*Supplied material*:
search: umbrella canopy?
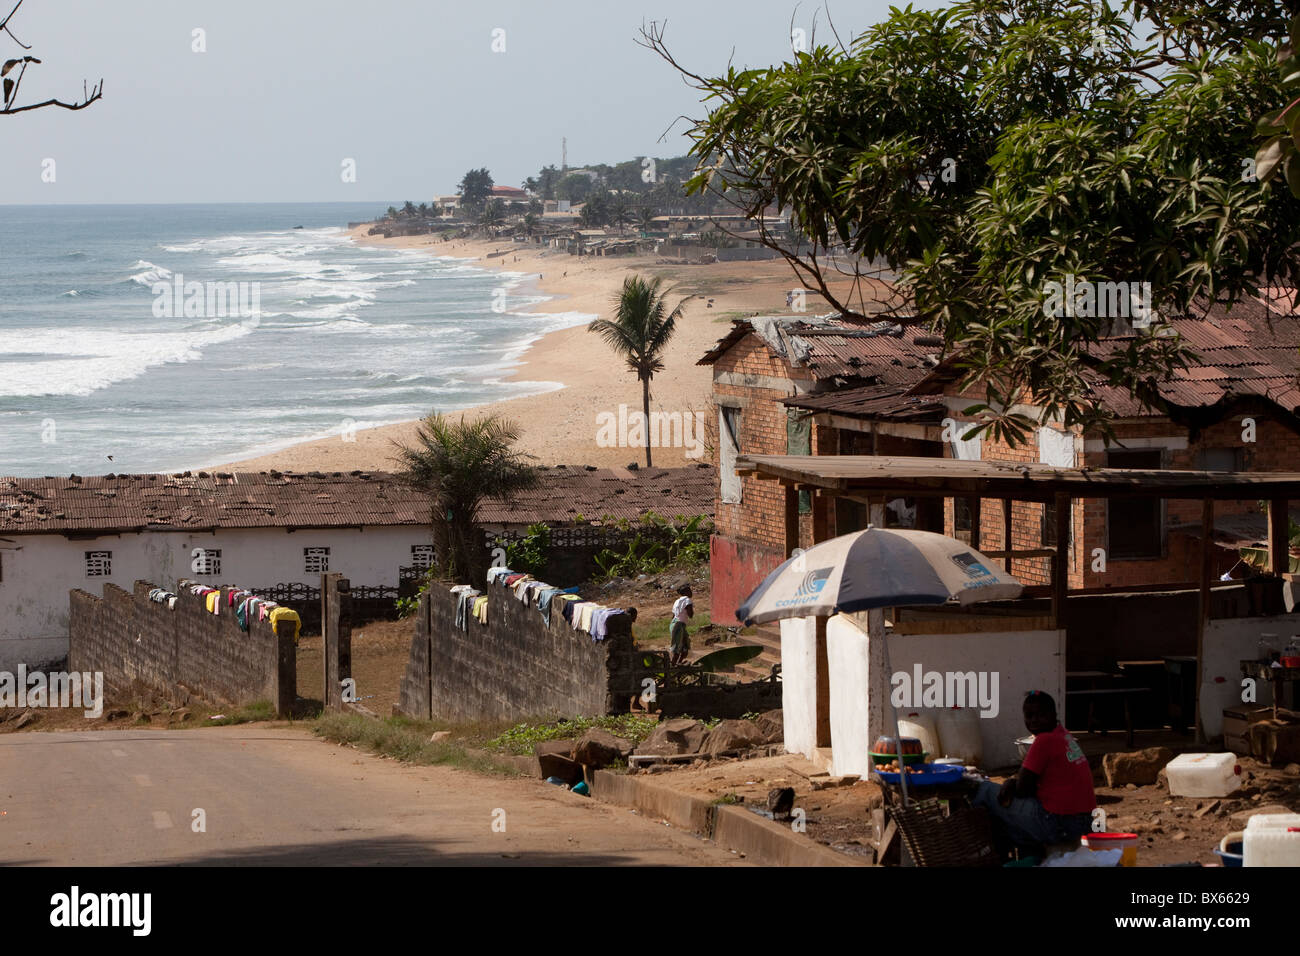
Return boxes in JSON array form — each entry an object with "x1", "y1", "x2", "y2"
[{"x1": 736, "y1": 526, "x2": 1024, "y2": 625}]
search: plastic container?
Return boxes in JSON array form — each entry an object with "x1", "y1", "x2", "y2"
[
  {"x1": 1243, "y1": 813, "x2": 1300, "y2": 867},
  {"x1": 936, "y1": 707, "x2": 983, "y2": 767},
  {"x1": 898, "y1": 711, "x2": 942, "y2": 758},
  {"x1": 873, "y1": 763, "x2": 965, "y2": 787},
  {"x1": 1214, "y1": 831, "x2": 1244, "y2": 867},
  {"x1": 1081, "y1": 832, "x2": 1138, "y2": 867},
  {"x1": 1165, "y1": 753, "x2": 1241, "y2": 798}
]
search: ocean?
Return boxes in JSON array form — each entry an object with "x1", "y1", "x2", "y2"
[{"x1": 0, "y1": 202, "x2": 587, "y2": 477}]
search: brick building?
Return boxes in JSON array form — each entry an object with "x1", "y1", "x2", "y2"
[{"x1": 702, "y1": 296, "x2": 1300, "y2": 624}]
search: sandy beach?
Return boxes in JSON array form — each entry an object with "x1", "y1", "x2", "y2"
[{"x1": 213, "y1": 224, "x2": 821, "y2": 473}]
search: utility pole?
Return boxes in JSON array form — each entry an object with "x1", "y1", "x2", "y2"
[{"x1": 562, "y1": 137, "x2": 568, "y2": 174}]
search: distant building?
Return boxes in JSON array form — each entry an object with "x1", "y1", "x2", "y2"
[{"x1": 0, "y1": 466, "x2": 714, "y2": 668}]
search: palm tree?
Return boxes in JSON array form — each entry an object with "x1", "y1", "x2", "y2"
[
  {"x1": 386, "y1": 206, "x2": 399, "y2": 220},
  {"x1": 588, "y1": 276, "x2": 687, "y2": 467},
  {"x1": 394, "y1": 412, "x2": 539, "y2": 582},
  {"x1": 479, "y1": 198, "x2": 505, "y2": 228},
  {"x1": 402, "y1": 200, "x2": 417, "y2": 219}
]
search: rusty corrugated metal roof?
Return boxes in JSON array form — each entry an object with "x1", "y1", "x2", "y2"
[
  {"x1": 783, "y1": 384, "x2": 947, "y2": 423},
  {"x1": 0, "y1": 466, "x2": 717, "y2": 536}
]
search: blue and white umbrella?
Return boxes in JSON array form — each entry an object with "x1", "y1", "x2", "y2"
[{"x1": 736, "y1": 526, "x2": 1023, "y2": 625}]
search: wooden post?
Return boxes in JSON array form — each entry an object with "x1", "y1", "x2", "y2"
[
  {"x1": 968, "y1": 496, "x2": 982, "y2": 550},
  {"x1": 867, "y1": 501, "x2": 888, "y2": 746},
  {"x1": 1002, "y1": 498, "x2": 1014, "y2": 572},
  {"x1": 784, "y1": 483, "x2": 800, "y2": 557},
  {"x1": 1195, "y1": 498, "x2": 1214, "y2": 745},
  {"x1": 812, "y1": 488, "x2": 833, "y2": 543},
  {"x1": 1269, "y1": 497, "x2": 1289, "y2": 577},
  {"x1": 1050, "y1": 493, "x2": 1070, "y2": 629},
  {"x1": 322, "y1": 572, "x2": 353, "y2": 711}
]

*Problem to work on*:
The line containing "search: blue and white umbrella?" marks where the copy ends; print every line before it from the start of the records, and that line too, but no pictures.

*Exercise output*:
search: umbrella canopy?
Return boxes in JSON array form — each entry an object with "x1", "y1", "x2", "y2"
[{"x1": 736, "y1": 526, "x2": 1024, "y2": 625}]
search: plastic container?
Return boxes in JSON array form — each entry an object with "x1", "y1", "x2", "y2"
[
  {"x1": 1243, "y1": 813, "x2": 1300, "y2": 867},
  {"x1": 936, "y1": 707, "x2": 983, "y2": 767},
  {"x1": 898, "y1": 711, "x2": 942, "y2": 758},
  {"x1": 873, "y1": 763, "x2": 965, "y2": 787},
  {"x1": 1214, "y1": 831, "x2": 1244, "y2": 867},
  {"x1": 1081, "y1": 832, "x2": 1138, "y2": 867},
  {"x1": 1165, "y1": 753, "x2": 1241, "y2": 798}
]
search: ocean?
Return boxes in JSON array form — each entry an object with "x1", "y1", "x2", "y2"
[{"x1": 0, "y1": 202, "x2": 587, "y2": 477}]
search: brick building?
Return boxes in JSON array form — each entry an object with "x1", "y1", "x2", "y2"
[{"x1": 702, "y1": 296, "x2": 1300, "y2": 624}]
search: sandy beach?
Return boxes in JSON array form — each entry an object with "x1", "y1", "x2", "y2"
[{"x1": 213, "y1": 224, "x2": 821, "y2": 473}]
search: utility pole?
Return boxes in JSON array form — each entry an object with "x1", "y1", "x2", "y2"
[{"x1": 562, "y1": 137, "x2": 568, "y2": 174}]
search: distant building?
Return boxes in JSON array form — each entry an object with "x1", "y1", "x2", "y2"
[{"x1": 0, "y1": 466, "x2": 714, "y2": 668}]
search: palm tree?
Return boxes in JSON array form — each entry an object with "x1", "y1", "x2", "y2"
[
  {"x1": 386, "y1": 206, "x2": 399, "y2": 220},
  {"x1": 588, "y1": 276, "x2": 687, "y2": 467},
  {"x1": 394, "y1": 412, "x2": 539, "y2": 582},
  {"x1": 479, "y1": 198, "x2": 505, "y2": 228},
  {"x1": 402, "y1": 200, "x2": 417, "y2": 219}
]
search: rusty corrugated metal roof?
Return boxes in JSON array form — each entry an object with "x1", "y1", "x2", "y2"
[
  {"x1": 783, "y1": 384, "x2": 947, "y2": 423},
  {"x1": 0, "y1": 466, "x2": 717, "y2": 536}
]
search: blue and white umbrella?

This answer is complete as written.